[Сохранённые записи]
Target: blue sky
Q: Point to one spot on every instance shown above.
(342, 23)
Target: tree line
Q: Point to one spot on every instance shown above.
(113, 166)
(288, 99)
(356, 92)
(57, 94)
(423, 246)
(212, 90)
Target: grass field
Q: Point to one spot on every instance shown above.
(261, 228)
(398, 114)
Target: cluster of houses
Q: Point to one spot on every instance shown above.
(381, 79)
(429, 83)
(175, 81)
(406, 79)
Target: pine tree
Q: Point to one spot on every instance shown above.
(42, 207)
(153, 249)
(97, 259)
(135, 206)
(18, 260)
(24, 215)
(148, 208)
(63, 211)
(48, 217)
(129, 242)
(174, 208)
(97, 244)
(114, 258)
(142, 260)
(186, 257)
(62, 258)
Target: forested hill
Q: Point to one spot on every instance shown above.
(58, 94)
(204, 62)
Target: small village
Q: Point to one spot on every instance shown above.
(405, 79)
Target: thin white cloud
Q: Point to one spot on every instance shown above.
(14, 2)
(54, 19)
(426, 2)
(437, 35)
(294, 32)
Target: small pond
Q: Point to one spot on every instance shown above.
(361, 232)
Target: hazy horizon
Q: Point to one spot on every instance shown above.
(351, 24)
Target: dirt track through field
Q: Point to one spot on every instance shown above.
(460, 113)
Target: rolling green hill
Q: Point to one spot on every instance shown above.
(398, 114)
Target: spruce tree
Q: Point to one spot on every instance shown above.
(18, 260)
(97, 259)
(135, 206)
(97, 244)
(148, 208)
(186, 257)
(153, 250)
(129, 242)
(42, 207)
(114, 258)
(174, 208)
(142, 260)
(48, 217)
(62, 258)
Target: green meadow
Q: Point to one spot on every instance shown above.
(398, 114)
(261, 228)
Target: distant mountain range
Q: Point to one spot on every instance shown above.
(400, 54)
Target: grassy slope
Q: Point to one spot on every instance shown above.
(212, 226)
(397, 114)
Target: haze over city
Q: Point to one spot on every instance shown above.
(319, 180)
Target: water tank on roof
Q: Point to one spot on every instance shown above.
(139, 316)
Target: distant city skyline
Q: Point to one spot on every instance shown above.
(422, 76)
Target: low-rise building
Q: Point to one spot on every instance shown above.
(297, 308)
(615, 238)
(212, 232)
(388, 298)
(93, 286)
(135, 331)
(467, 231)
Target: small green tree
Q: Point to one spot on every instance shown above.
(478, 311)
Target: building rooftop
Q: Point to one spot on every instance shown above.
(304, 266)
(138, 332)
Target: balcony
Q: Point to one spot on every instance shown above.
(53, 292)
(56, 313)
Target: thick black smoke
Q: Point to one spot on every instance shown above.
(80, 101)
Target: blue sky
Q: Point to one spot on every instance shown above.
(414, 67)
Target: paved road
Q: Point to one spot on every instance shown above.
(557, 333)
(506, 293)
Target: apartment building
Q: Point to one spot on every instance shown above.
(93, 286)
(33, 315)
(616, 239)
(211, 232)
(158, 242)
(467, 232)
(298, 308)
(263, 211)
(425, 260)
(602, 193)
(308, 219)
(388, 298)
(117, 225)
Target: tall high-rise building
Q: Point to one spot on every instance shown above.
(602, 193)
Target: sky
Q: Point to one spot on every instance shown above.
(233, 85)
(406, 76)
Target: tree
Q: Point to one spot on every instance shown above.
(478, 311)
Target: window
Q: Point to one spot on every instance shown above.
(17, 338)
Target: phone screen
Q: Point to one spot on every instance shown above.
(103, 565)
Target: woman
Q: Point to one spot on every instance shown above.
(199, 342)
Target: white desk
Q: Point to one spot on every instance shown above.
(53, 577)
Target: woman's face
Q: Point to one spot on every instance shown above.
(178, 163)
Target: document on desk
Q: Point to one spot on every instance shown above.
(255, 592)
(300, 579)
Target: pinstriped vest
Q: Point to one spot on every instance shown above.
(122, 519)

Обязательное задание
Перепечатайте все приведённые выше записи целиком, не меняя в них ни одного символа.

Ответ
Target: blue sky
Q: Point to one spot on every instance shown above.
(342, 23)
Target: tree line
Q: Point to one spot on every instance shown above.
(113, 166)
(288, 99)
(356, 92)
(57, 94)
(423, 246)
(212, 90)
Target: grass field
Q: Point to one spot on every instance shown above.
(261, 228)
(398, 114)
Target: cluster of houses
Q: Point to one spot on every instance shown above.
(381, 79)
(429, 83)
(175, 81)
(406, 79)
Target: pine tree
Q: Point to one spot on every instance shown above.
(42, 207)
(153, 249)
(97, 259)
(135, 206)
(18, 260)
(24, 215)
(148, 208)
(63, 211)
(48, 217)
(129, 242)
(174, 208)
(97, 244)
(114, 258)
(142, 260)
(186, 257)
(62, 258)
Target: forested hill
Q: Point to one spot on every instance shown above.
(58, 94)
(204, 62)
Target: small village
Q: Point to one spot on every instance shown above.
(405, 79)
Target: thin white cloud
Q: Point to one spot on every instance shown above.
(14, 2)
(54, 19)
(426, 2)
(437, 35)
(294, 32)
Target: small pond
Q: Point to one spot on every instance shown above.
(361, 232)
Target: hazy horizon
Q: Point to one spot on every instance shown above.
(351, 24)
Target: dirt track through field
Q: Point to one spot on every instance shown above.
(460, 113)
Target: rolling green hill
Q: Point to one spot on every instance shown above.
(398, 114)
Target: spruce tree
Q: Point to one spot on every instance shown above.
(18, 260)
(97, 259)
(135, 206)
(97, 244)
(148, 208)
(186, 257)
(153, 250)
(129, 242)
(42, 207)
(114, 258)
(174, 208)
(142, 260)
(48, 217)
(62, 258)
Target: green meadow
Q: Point to one spot on every instance shown above.
(398, 114)
(261, 228)
Target: distant mountain range
Q: Point to one spot on every instance shown above.
(400, 54)
Target: grassy slope
Q: Point to one spot on every instance shown above.
(212, 226)
(397, 114)
Target: haze over city
Q: Point to one spot on every instance shown above.
(319, 180)
Target: water tank on roof
Q: Point to one spot on every instance shown above.
(139, 316)
Target: distant city skyline
Q: Point to one spot on every instance shown above.
(422, 76)
Target: low-rise building
Q: Point to one spot on every instance shown above.
(297, 308)
(615, 238)
(212, 232)
(388, 298)
(93, 286)
(135, 331)
(467, 231)
Target: small green tree
Q: Point to one spot on every instance shown above.
(478, 311)
Target: building rooftop
Q: Point to one spot on every instance shown above.
(304, 266)
(138, 332)
Target: balcony
Q: Point to one spot on every instance shown above.
(53, 292)
(56, 313)
Target: thick black smoke
Q: Point to one spot on every instance shown above.
(80, 101)
Target: blue sky
Q: Point to one spot on every instance shown above.
(414, 67)
Target: paved road
Q: Point to one spot on every instance shown above.
(557, 333)
(506, 293)
Target: apartment building
Q: Point to one spot on every instance shown above.
(93, 286)
(33, 315)
(616, 239)
(211, 232)
(158, 242)
(467, 232)
(298, 308)
(263, 211)
(425, 260)
(602, 193)
(308, 219)
(388, 298)
(117, 225)
Target: tall high-rise building
Q: Point to one spot on every instance shown above.
(602, 193)
Target: sky
Q: Point to one spot on every instance shown above.
(233, 85)
(406, 76)
Target: tree
Q: Point to one spot on every instance shown above.
(478, 311)
Target: window
Q: Point to one spot on every instance shown above.
(17, 338)
Target: phone screen
Q: Point to one spot on every instance shown above.
(103, 565)
Target: woman
Q: Point to one spot on every instance shown above.
(199, 342)
Target: white desk
Q: Point to one spot on every instance shown above.
(53, 577)
Target: woman's face
Q: Point to one spot on every instance shown above.
(178, 163)
Target: document on desk
Q: Point to one spot on every instance shown above.
(255, 592)
(300, 579)
Target: pinstriped vest
Q: Point to one spot on every instance shown above.
(122, 519)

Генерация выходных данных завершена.